**Exercise instructions**
The whole listing below is to be returned without alteration.
%%
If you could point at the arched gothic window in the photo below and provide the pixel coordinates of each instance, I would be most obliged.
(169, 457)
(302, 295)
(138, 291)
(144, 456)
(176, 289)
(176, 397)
%%
**Your solution**
If you could point at the arched gothic window in the photo below and provide the pixel coordinates of each instance, I would be most obliged.
(169, 457)
(302, 295)
(138, 291)
(144, 456)
(176, 289)
(176, 397)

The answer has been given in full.